The Drive On campaign by the LPGA Tour is a powerful platform on which the stories of diversity and determination among its players are told in personal detail. In this year of COVID-19, Drive On has also served as an essential bridge in a disrupted season, providing opportunities to compete during trying times.
In July, the Drive On Championship at Inverness Club in Toledo, Ohio, brought the Tour back from the five-month pandemic shutdown, kicking off a run of 14 tournaments that at one time seemed like an impossibility. It was a welcome return for both LPGA Tour players and their fans.
This week, the LPGA Drive On Championship Reynolds Lake Oconee in Greensboro, Ga., is the last event before the Tour season sprints to a close. Reynolds Lake Oconee follows an off-week in the wake of the KPMG Women’s PGA Championship, the third major of the season, and precedes three more off weeks. It is a crucial island of opportunity.
After Drive On, the Tour returns at the Pelican Women’s Championship presented by DEX Imaging in Belleair, Fla., the week before Thanksgiving, followed by the Volunteers of America Classic at The Colony, Texas Dec. 3-6; the U.S. Women’s Open at Champions Club in Houston Dec. 10-13 and the CME Group Tour Championship in Naples, Fla., Dec. 17-20.
But first this week. The Drive On Championship Reynolds Lake Oconee – halfway between Atlanta and Augusta, Ga. – is an example of the LPGA Tour’s ability to think on the fly when aided by cooperation like that of the folks at Reynolds.
When it became clear that the Tour’s fall Asia Swing would be an impossibility because of the pandemic, the thinking caps went on and Drive On the Sequel became a reality.
As is true with everything in this most challenging of years, some things will be different. There will be no spectators – as has been the case at each event since the season resumed – and because of dwindling daylight this time of the year, there are only 108 players competing for the $1.3 million purse.
But it is an all-star field, including winners of seven 2020 events: Gaby Lopez, Stacy Lewis, Sophia Popov, Austin Ernst, Mel Reid and Danielle Kang, who has won twice this year, taking the Drive On Championship at Inverness then the Marathon Classic presented by Dana the next week.
Also competing at Reynolds are Rolex Rankings top-10 players Minjee Lee and Lexi Thompson, as well as major championship winners Juli Inkster, Ariya Jutanugarn, Hannah Green, Brittany Lincicome, Eun-hee Ji, Morgan Pressel, Lydia Ko, Cristie Kerr, Angela Stanford, Brittany Lang and Pernilla Lindberg.
All four days will be on Golf Channel from 1-4 p.m. Eastern Time.
The Drive On Championship Reynolds Lake Oconee will be played at Great Waters, one of six world-class courses available to Reynolds members and guests. Great Waters, which hugs the shoreline of Lake Oconee, opened in 1992 and was recently renovated by its designer, Jack Nicklaus. It held the WGC Accenture Match Play Championship on the PGA Tour from 1995-97.

(Dataset entries)
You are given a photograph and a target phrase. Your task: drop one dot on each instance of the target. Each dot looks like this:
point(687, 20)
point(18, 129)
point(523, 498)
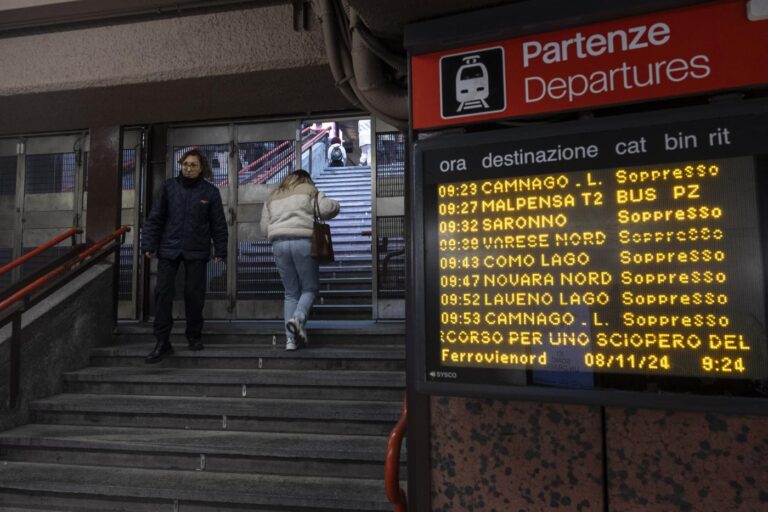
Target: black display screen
point(616, 268)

_WORK INSTRUCTION 1_:
Answer these questions from the Drive On Championship article:
(a) Which club hosted the Drive On Championship in July, and in what city?
(b) How many players are competing at Reynolds Lake Oconee, and how large is the purse?
(c) Who designed Great Waters, and in what year did it open?
_WORK INSTRUCTION 2_:
Write the next portion of the Drive On Championship article, picking up after its final sentence.

_WRITTEN REPLY 1_:
(a) Inverness Club, in Toledo, Ohio.
(b) 108 players, competing for a $1.3 million purse.
(c) Jack Nicklaus designed it, and it opened in 1992.

_WRITTEN REPLY 2_:
“It is great that Reynolds Lake Oconee and Great Waters are stepping up to help the game of golf,” Nicklaus said about the ingenuity behind the Drive On Championship.
“The course we designed and opened 28 years ago was already very special, but after this latest renovation, I believe we added some polish to a gem,” Nicklaus said.
“I think the ladies will absolutely love playing Great Waters,” he said. “I think they will find it a good test but a fair one. I hope the LPGA has a tremendous week there, and that the competitors enjoy the course and the hospitality.”
The players will not only enjoy the course and the hospitality – they will enjoy the opportunity. This is a tournament created because it was needed. That the LPGA and Reynolds were able to put it together so quickly is a perfect example of the Drive On spirit that has propelled the LPGA Tour since its founding in 1950.
There is nothing about 2020 that has been easy but there is something ironically appropriate that on its 70th birthday the LPGA Tour is experiencing one of its most challenging years.
And there is a serendipity that the Drive On campaign was created last year – almost as if anticipating this year.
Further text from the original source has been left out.